● **GOAL**
Put each line of the listing, from its first line through the line containing "[[42, 0, 404, 129]]", into a JSON list of strings, one string per line. Skip blank lines and leave the pictures out.

** start **

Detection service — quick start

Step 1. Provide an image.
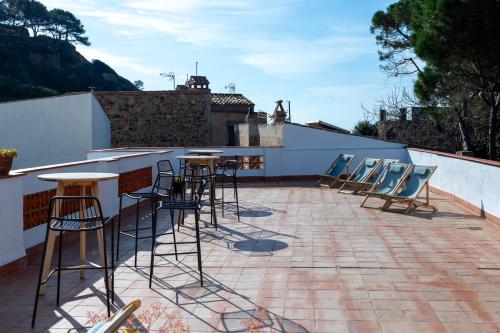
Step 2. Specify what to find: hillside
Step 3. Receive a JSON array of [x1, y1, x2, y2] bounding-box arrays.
[[0, 25, 137, 101]]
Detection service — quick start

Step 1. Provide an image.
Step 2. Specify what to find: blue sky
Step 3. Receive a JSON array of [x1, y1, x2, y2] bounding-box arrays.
[[42, 0, 404, 129]]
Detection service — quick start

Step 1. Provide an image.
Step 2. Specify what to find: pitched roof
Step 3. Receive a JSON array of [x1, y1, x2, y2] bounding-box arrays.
[[212, 94, 254, 106], [306, 120, 351, 133], [187, 75, 210, 85]]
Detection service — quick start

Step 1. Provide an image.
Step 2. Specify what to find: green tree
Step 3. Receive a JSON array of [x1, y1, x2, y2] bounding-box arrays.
[[46, 8, 90, 46], [414, 0, 500, 160], [352, 120, 378, 137], [22, 0, 49, 36]]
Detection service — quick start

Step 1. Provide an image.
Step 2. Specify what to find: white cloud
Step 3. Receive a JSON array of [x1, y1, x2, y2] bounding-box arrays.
[[242, 31, 375, 76], [77, 47, 161, 77], [45, 0, 376, 76]]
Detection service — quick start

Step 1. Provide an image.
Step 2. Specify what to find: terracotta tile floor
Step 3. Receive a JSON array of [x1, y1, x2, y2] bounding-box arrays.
[[0, 182, 500, 333]]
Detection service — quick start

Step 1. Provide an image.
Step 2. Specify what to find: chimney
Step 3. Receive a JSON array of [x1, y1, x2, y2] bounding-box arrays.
[[273, 99, 286, 123], [379, 109, 387, 122]]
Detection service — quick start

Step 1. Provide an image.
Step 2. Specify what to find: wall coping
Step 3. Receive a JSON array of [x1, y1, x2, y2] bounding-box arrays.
[[407, 148, 500, 167], [9, 150, 172, 177]]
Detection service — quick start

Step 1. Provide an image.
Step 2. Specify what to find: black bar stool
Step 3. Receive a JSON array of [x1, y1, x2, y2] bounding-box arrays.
[[149, 175, 208, 288], [31, 196, 114, 327], [116, 172, 174, 267], [181, 164, 217, 230], [215, 156, 240, 221]]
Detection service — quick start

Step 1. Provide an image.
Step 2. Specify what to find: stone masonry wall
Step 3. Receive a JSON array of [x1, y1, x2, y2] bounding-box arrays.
[[95, 91, 211, 148]]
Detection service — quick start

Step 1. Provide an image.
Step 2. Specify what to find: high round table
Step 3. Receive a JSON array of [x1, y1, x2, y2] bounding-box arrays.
[[38, 172, 119, 294], [176, 155, 220, 225]]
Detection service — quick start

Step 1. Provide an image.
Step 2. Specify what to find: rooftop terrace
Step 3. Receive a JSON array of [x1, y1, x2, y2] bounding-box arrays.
[[0, 182, 500, 333]]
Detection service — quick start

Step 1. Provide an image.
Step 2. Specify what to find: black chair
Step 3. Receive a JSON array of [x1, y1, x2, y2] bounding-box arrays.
[[31, 196, 114, 327], [160, 160, 175, 176], [116, 172, 174, 267], [149, 175, 208, 288], [215, 156, 240, 221]]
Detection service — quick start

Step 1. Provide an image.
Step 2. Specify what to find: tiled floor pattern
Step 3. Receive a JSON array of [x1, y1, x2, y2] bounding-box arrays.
[[0, 182, 500, 333]]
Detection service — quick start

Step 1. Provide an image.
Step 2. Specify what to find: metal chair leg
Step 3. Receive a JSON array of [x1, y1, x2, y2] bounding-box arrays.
[[234, 177, 240, 222], [149, 205, 156, 288], [111, 218, 115, 304], [134, 200, 139, 268], [170, 208, 179, 261], [31, 225, 49, 328], [56, 231, 62, 306], [116, 197, 123, 260], [194, 210, 203, 287], [100, 225, 113, 317]]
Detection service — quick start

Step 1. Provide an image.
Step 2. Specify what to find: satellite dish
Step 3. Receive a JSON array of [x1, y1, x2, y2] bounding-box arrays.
[[224, 82, 236, 94]]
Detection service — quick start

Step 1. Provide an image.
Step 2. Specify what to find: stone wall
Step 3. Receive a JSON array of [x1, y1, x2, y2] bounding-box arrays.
[[95, 90, 211, 148]]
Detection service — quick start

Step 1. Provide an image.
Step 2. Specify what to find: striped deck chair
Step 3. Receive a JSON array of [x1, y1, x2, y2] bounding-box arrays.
[[87, 299, 141, 333], [361, 163, 413, 207], [339, 158, 382, 194], [382, 165, 437, 214], [354, 159, 399, 194], [316, 154, 356, 188]]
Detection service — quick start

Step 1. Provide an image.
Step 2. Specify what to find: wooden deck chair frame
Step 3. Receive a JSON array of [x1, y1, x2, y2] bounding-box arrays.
[[316, 153, 356, 188], [382, 165, 437, 215], [353, 158, 399, 194], [88, 299, 141, 333], [361, 163, 414, 207], [338, 157, 384, 194]]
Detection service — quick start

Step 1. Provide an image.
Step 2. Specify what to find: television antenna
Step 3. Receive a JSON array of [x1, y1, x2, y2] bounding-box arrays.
[[160, 72, 175, 90], [224, 82, 236, 94]]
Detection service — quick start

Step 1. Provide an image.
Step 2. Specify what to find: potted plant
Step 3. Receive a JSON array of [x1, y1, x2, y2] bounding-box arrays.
[[0, 148, 17, 176]]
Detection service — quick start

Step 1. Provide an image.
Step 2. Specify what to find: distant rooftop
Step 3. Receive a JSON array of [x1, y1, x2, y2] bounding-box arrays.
[[306, 120, 351, 133], [187, 76, 210, 86], [212, 93, 254, 106]]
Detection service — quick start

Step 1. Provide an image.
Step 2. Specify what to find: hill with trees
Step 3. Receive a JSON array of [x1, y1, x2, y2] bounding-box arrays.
[[0, 0, 137, 101], [371, 0, 500, 160]]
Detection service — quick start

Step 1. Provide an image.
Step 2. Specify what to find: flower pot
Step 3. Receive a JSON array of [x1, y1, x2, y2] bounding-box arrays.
[[0, 157, 12, 176]]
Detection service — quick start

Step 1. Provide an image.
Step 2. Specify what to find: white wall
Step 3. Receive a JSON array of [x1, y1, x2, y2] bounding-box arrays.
[[408, 149, 500, 217], [0, 93, 111, 169], [281, 123, 408, 175], [91, 96, 111, 149]]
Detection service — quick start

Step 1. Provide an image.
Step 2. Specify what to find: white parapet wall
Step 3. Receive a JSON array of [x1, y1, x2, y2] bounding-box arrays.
[[407, 148, 500, 219], [0, 93, 111, 169]]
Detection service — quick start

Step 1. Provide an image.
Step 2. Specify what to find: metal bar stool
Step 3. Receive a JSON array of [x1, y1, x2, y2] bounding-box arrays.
[[181, 164, 217, 230], [149, 175, 208, 288], [215, 156, 240, 221], [116, 172, 174, 267], [31, 196, 114, 327]]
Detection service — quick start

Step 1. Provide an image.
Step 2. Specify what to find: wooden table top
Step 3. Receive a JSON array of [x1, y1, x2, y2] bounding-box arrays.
[[189, 149, 224, 155], [38, 172, 119, 182]]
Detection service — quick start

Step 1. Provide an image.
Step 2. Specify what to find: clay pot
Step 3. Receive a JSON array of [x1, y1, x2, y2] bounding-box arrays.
[[0, 157, 12, 176]]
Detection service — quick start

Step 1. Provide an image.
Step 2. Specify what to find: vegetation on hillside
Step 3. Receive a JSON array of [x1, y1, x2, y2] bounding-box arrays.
[[0, 0, 137, 101], [371, 0, 500, 160]]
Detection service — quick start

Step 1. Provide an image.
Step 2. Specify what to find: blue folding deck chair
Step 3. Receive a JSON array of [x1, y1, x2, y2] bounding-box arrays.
[[354, 159, 399, 194], [339, 157, 382, 194], [361, 163, 413, 207], [316, 154, 356, 188], [382, 165, 436, 214]]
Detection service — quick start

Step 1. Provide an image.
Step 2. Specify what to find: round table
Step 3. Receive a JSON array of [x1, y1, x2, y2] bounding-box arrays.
[[189, 149, 224, 156], [38, 172, 119, 294], [176, 155, 220, 224]]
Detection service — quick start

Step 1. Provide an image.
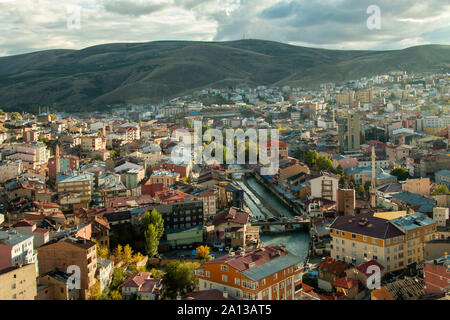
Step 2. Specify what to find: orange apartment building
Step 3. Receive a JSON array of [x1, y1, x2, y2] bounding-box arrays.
[[38, 238, 97, 299], [330, 213, 436, 272], [195, 246, 302, 300]]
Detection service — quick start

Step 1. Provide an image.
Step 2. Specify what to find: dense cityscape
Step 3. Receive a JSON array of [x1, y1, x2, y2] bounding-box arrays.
[[0, 71, 450, 300]]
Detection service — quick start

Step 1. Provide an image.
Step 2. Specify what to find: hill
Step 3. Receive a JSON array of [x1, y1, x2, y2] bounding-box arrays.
[[0, 40, 450, 111]]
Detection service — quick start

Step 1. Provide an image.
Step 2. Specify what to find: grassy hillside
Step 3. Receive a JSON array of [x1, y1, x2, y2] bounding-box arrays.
[[0, 40, 450, 110]]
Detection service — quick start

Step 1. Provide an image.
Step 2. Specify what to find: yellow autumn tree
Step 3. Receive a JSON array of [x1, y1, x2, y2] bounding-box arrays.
[[122, 244, 133, 264], [89, 279, 102, 300], [114, 244, 123, 261], [110, 290, 122, 300], [196, 246, 211, 259]]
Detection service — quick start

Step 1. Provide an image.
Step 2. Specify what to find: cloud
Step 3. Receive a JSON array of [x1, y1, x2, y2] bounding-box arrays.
[[0, 0, 450, 55]]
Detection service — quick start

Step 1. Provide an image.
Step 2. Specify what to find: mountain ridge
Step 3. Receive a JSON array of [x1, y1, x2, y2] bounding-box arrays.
[[0, 40, 450, 110]]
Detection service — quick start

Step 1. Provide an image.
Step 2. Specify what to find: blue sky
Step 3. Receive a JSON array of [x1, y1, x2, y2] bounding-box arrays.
[[0, 0, 450, 56]]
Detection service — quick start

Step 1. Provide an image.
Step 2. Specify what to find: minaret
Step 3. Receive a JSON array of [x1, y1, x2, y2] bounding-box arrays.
[[55, 144, 61, 175], [370, 146, 377, 208]]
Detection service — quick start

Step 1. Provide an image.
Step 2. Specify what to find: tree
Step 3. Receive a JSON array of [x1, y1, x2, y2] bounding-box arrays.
[[141, 209, 164, 240], [144, 224, 159, 257], [391, 168, 410, 181], [111, 268, 127, 293], [122, 244, 133, 264], [11, 112, 22, 120], [89, 279, 102, 300], [111, 290, 122, 300], [357, 185, 366, 198], [163, 261, 200, 297], [114, 244, 123, 260], [432, 184, 450, 196], [348, 180, 356, 189], [197, 246, 211, 259], [304, 149, 319, 167], [316, 156, 333, 171]]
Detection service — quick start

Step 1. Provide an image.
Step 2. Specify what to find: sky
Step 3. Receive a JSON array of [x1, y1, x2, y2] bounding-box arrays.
[[0, 0, 450, 56]]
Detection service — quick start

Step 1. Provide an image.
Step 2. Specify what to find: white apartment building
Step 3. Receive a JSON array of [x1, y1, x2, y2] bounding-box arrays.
[[0, 160, 23, 183], [0, 231, 38, 269]]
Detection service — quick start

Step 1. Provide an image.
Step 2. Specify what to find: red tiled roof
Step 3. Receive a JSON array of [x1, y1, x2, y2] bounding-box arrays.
[[121, 272, 162, 292], [212, 208, 248, 226], [206, 246, 286, 272], [13, 220, 36, 228], [33, 228, 50, 233], [317, 257, 350, 276], [183, 289, 237, 300], [332, 277, 359, 289], [356, 260, 384, 276]]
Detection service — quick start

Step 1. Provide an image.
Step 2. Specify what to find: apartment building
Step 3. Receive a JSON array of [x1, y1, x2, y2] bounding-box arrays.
[[0, 230, 37, 269], [306, 172, 339, 201], [38, 237, 97, 299], [434, 169, 450, 188], [390, 212, 437, 265], [336, 189, 356, 216], [3, 143, 50, 169], [195, 246, 302, 300], [0, 160, 23, 183], [0, 263, 37, 300], [423, 252, 450, 293], [13, 220, 50, 249], [57, 172, 94, 203], [212, 208, 259, 248], [330, 213, 436, 272], [81, 136, 106, 152], [402, 178, 431, 196], [150, 170, 180, 187], [356, 89, 373, 103]]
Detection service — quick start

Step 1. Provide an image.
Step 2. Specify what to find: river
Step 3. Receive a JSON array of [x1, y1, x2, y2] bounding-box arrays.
[[232, 167, 310, 259]]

** end **

● **EXERCISE RESPONSE**
[
  "Detection service — quick start",
  "Step 1. Provide an image.",
  "Step 2. Specify what to find: hillside",
  "Step 3. Receive a JSON array of [x1, y1, x2, y2] bounding-box arrays.",
  "[[0, 25, 137, 101]]",
  "Detection service — quick start",
  "Step 1. Provide an image.",
  "Step 2. Specify what to find: blue sky",
  "Step 3. Receive a JSON array of [x1, y1, x2, y2] bounding-box arrays.",
  "[[42, 0, 404, 129]]"
]